* Written instruction *
Give back each line in the records below that contains the word "black".

'''

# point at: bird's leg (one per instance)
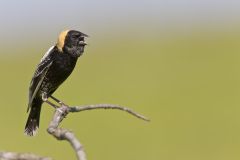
(45, 99)
(58, 101)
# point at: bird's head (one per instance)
(71, 42)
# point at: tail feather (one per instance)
(33, 119)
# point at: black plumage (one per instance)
(54, 68)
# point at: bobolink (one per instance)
(54, 68)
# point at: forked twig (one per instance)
(64, 134)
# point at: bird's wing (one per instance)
(39, 75)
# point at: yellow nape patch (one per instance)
(61, 39)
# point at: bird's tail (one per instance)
(33, 119)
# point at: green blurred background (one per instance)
(177, 62)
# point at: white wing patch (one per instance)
(47, 53)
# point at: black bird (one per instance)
(54, 68)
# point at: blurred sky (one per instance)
(21, 20)
(175, 61)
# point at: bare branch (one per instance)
(21, 156)
(107, 106)
(63, 134)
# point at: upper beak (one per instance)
(84, 35)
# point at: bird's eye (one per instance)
(75, 36)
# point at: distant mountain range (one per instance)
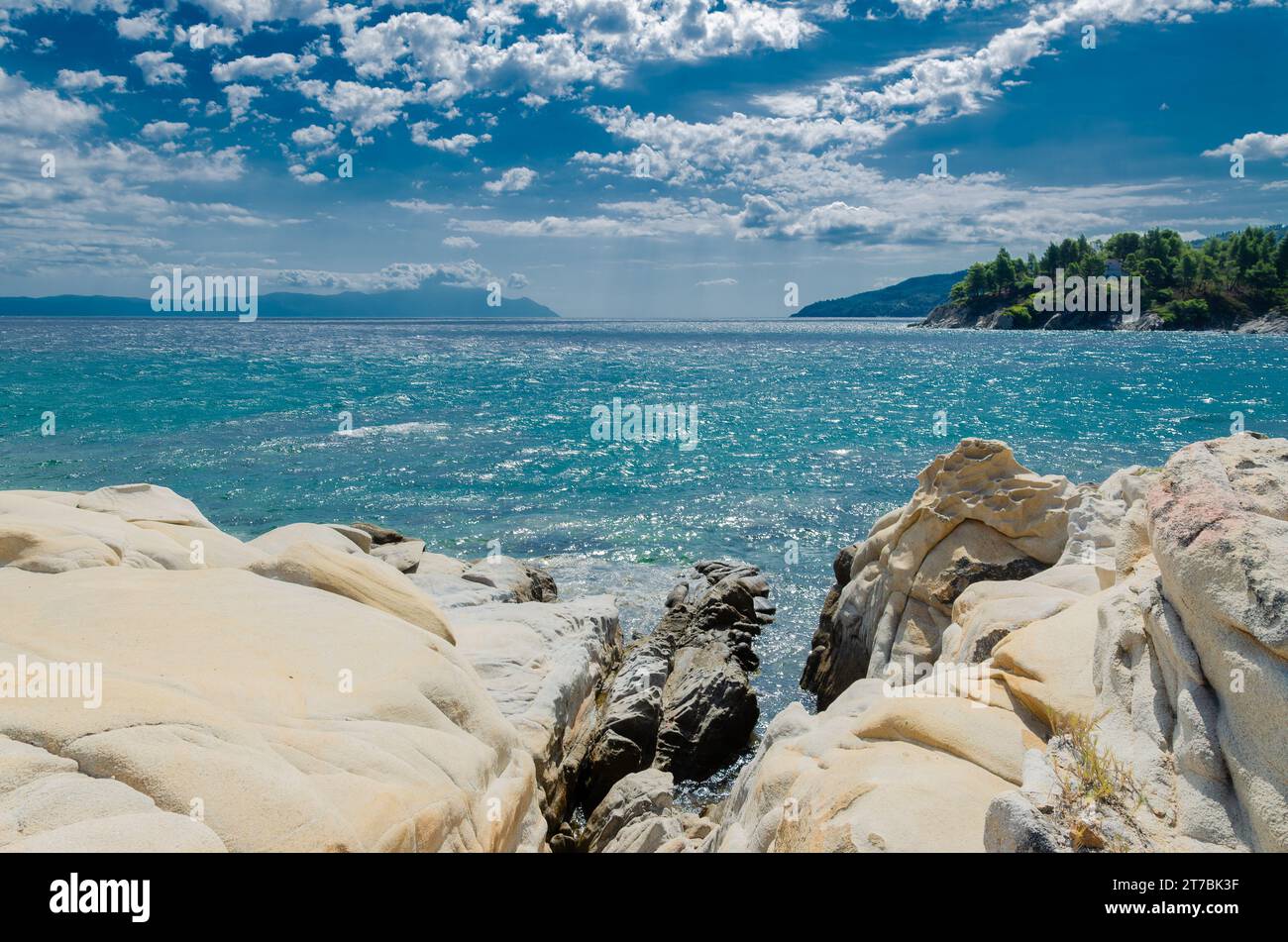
(425, 301)
(910, 299)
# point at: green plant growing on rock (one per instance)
(1099, 795)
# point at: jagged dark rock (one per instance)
(682, 700)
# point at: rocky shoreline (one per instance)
(992, 314)
(339, 687)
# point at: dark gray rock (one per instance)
(682, 700)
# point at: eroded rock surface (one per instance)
(1151, 652)
(977, 515)
(682, 700)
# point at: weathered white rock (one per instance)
(232, 690)
(48, 536)
(134, 502)
(359, 576)
(215, 547)
(403, 556)
(284, 537)
(360, 538)
(520, 581)
(542, 663)
(1219, 532)
(977, 515)
(47, 804)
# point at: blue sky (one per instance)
(619, 157)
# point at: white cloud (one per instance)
(149, 25)
(159, 69)
(1253, 146)
(313, 137)
(419, 206)
(511, 180)
(205, 37)
(398, 275)
(309, 177)
(262, 67)
(362, 107)
(239, 102)
(163, 130)
(69, 80)
(27, 110)
(458, 143)
(246, 13)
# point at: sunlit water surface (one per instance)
(469, 433)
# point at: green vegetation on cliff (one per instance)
(1219, 280)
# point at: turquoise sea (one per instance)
(468, 433)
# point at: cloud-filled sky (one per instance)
(619, 157)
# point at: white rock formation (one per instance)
(290, 692)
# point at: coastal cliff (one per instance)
(1010, 662)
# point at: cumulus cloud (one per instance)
(27, 110)
(511, 180)
(239, 102)
(458, 143)
(262, 67)
(149, 25)
(313, 137)
(400, 275)
(362, 107)
(419, 206)
(163, 130)
(1253, 146)
(91, 80)
(159, 69)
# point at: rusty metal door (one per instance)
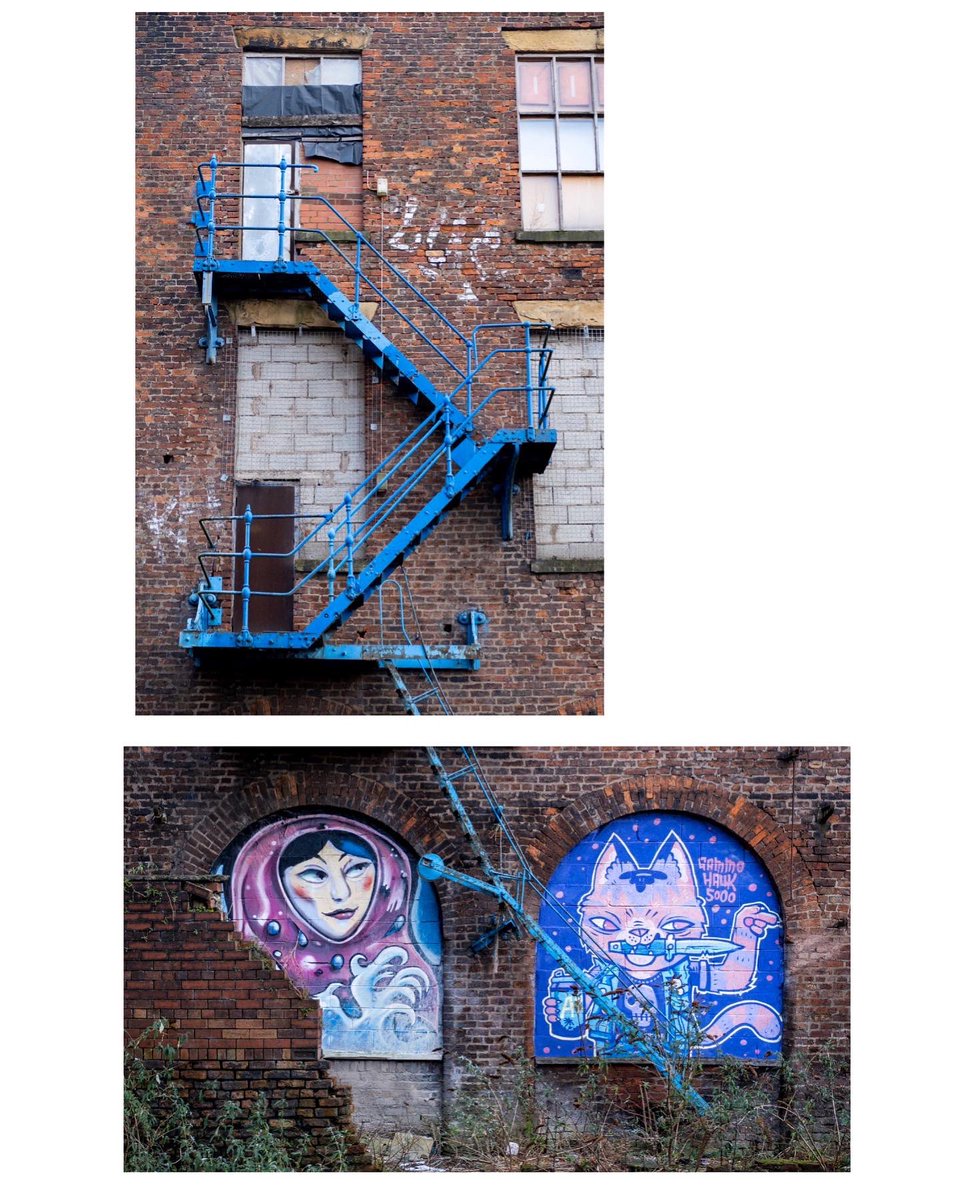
(267, 613)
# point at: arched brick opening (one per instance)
(387, 1093)
(804, 935)
(283, 792)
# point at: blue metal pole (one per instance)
(348, 544)
(282, 199)
(529, 379)
(247, 557)
(448, 443)
(331, 570)
(433, 868)
(213, 207)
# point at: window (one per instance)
(561, 124)
(306, 109)
(294, 85)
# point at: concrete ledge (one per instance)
(567, 567)
(553, 41)
(559, 235)
(562, 313)
(259, 37)
(287, 313)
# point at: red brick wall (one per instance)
(439, 121)
(185, 805)
(245, 1030)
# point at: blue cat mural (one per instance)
(679, 924)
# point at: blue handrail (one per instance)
(207, 193)
(342, 527)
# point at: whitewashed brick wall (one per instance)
(300, 413)
(569, 496)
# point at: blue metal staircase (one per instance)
(419, 481)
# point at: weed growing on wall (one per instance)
(792, 1119)
(162, 1132)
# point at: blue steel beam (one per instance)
(432, 868)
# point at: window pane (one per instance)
(583, 202)
(538, 145)
(539, 202)
(263, 72)
(341, 70)
(574, 84)
(535, 85)
(577, 150)
(263, 244)
(300, 71)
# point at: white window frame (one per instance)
(556, 117)
(283, 57)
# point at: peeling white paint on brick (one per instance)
(569, 496)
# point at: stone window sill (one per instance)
(307, 239)
(567, 567)
(555, 237)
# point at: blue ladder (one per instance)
(509, 888)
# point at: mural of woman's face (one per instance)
(333, 889)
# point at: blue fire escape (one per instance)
(485, 420)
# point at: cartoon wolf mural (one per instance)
(667, 941)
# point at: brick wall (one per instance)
(300, 413)
(439, 123)
(244, 1030)
(185, 807)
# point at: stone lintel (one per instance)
(567, 565)
(562, 313)
(553, 41)
(287, 313)
(269, 37)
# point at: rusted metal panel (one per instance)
(267, 613)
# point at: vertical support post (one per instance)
(348, 544)
(213, 222)
(529, 378)
(471, 369)
(448, 444)
(282, 198)
(331, 570)
(247, 557)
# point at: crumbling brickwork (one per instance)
(244, 1031)
(790, 808)
(439, 124)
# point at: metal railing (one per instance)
(461, 358)
(348, 532)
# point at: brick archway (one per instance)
(285, 792)
(805, 940)
(679, 793)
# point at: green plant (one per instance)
(163, 1133)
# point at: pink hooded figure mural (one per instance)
(339, 906)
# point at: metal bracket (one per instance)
(213, 341)
(208, 604)
(472, 619)
(496, 930)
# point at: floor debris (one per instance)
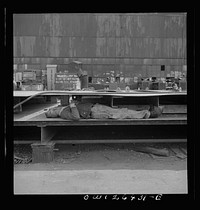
(152, 150)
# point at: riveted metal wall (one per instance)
(132, 44)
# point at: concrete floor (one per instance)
(100, 182)
(102, 169)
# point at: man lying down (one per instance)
(84, 110)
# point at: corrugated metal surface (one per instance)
(128, 42)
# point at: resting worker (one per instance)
(84, 110)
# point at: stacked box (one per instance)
(65, 81)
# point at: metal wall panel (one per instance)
(130, 42)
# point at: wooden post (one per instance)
(64, 100)
(51, 70)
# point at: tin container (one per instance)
(42, 153)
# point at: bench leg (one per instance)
(155, 100)
(47, 133)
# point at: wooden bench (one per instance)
(32, 116)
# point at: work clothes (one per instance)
(100, 111)
(97, 111)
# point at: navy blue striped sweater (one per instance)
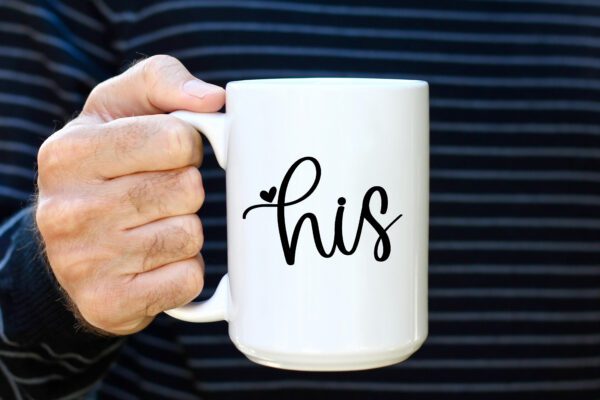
(515, 189)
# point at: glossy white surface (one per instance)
(347, 311)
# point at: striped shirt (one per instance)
(515, 189)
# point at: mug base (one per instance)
(347, 362)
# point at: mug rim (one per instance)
(331, 82)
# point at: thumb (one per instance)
(158, 84)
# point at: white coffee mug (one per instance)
(327, 221)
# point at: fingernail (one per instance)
(200, 89)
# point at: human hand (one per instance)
(118, 191)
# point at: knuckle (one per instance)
(195, 236)
(178, 142)
(57, 215)
(156, 66)
(152, 248)
(193, 187)
(138, 195)
(194, 279)
(129, 135)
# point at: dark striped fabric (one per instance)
(515, 179)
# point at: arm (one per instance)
(44, 77)
(117, 200)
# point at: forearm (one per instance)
(44, 352)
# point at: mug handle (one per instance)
(215, 127)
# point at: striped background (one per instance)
(515, 175)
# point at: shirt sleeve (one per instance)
(51, 55)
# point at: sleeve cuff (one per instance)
(34, 308)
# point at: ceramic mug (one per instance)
(327, 221)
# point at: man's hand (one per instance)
(118, 191)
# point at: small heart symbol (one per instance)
(268, 196)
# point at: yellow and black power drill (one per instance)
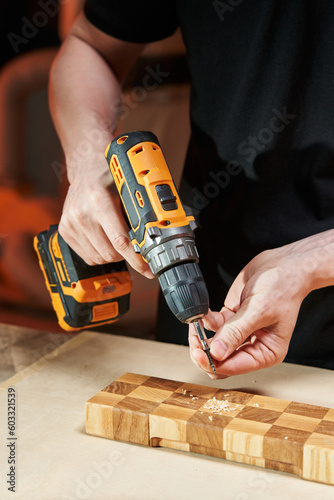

'''

* Correct answer *
# point at: black plumage (one per instance)
# point at: black bird (one per instance)
# point at: yellow and black power drill (one per instance)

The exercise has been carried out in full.